* [SELECTED EXCERPT]:
The School of Walls and Space, the Royal Danish Academy of the Arts, Copenhagen, Denmark.
2008 to 2017. (The department offically closed June 2017)
The School of Walls and Space investigated contemporary notions of space, its production, privatization and the role of the artist as a critical and political agent within it. It used both traditional and more experimental pedagogical methods.
The School was a department at the Royal Danish Academy of the Fine Arts in Copenhagen and was led by Nils Norman. The department encouraged the development of an interdisciplinary, research-based practice. It balanced individual mentoring with collective group activities. It used traditional pedagogical methods: group and one-to-one critiques, seminars and talks, in conjunction with the exploration of collaborative teaching models which the department researches and developed collectively. These included brainstorming techniques, games, charrettes, actions and happenings. It also explored historical practices, such as psychogeography and derive, and the teaching methods of Paolo Freire, Augusto Boal, Roy Ascott, Paul Goodman, bell hooks and Colin Ward. Academic groundwork in the history and theory of the emergence and production of public space was developed through a series of readings, lectures and seminars.

* [TASKS FOR THIS EXERCISE]:
1. Reproduce the listing from the line containing "query: the noun phrase to segment: window" through the end of the listing, swapping "even-odd rule" for "nonzero winding rule" and changing nothing else.
2. Write the next part of the description of the School of Walls and Space, starting after its final sentence.

* [DATA ROWS]:

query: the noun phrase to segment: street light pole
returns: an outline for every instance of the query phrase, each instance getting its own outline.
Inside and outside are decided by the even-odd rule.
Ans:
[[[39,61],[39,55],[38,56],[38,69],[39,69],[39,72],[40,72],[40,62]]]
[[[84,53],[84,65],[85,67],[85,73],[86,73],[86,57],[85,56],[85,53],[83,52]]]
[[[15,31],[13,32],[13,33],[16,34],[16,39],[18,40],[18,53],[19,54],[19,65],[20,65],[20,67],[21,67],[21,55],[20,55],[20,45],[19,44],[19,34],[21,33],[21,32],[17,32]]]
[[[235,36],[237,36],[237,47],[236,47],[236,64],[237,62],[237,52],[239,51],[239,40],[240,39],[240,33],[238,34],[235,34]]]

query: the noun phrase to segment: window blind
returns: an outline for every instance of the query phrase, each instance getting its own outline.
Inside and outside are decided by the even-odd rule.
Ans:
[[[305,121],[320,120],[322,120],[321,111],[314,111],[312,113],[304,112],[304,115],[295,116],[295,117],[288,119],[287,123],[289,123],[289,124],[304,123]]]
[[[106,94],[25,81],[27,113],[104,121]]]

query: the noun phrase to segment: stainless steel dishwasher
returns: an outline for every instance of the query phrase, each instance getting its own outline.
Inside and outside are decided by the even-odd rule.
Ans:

* [SOLVED PROBLEMS]:
1.
query: the noun phrase to segment: window blind
returns: an outline for every instance of the query phrase, each instance getting its own outline.
Inside and outside are decided by the nonzero winding rule.
Ans:
[[[305,121],[320,120],[322,120],[321,111],[314,111],[312,113],[304,112],[304,115],[295,116],[295,117],[288,119],[287,123],[289,123],[289,124],[304,123]]]
[[[106,94],[25,81],[27,113],[104,121]]]

query: the noun phrase to segment: stainless steel dishwasher
returns: an outline for every instance of the query phrase, each instance getting its own outline.
Inside and outside are decided by the nonzero winding rule.
Ans:

2.
Field-trips, tours, walks and excursions were an integral component of the School’s activities, using a ‘School Without Walls’ methodology where the spaces, zones and ecologies of the city became the classroom – parks, squares, plazas, ecological experiments, collective farms, housing projects, cooperatives, public artworks and other interesting or problematic urban planning developments. International cities and towns were considered as potential sites of investigation. Parallel to these activities – issues and topics related to the public sphere and public art were discussed. A specific issue or theme was chosen by the group to be researched, discussed and developed into a final project each year. These included more focused workshops over a period of a few days with invited participants; individual guest visits, reading groups and projects. Also related to each project was the development of a reading list, a library, archive, and film events.
Networks were developed with other schools in the Academy as well as with local, national and international university departments and art schools. Close links with visiting artists, architects, urban planners, landscape architects, curators and scientists were developed.
From 2008 to 2010 the department developed and ran a Permaculture design course led by Poul Erik Pedersen (Landskabarkitekt, mdl).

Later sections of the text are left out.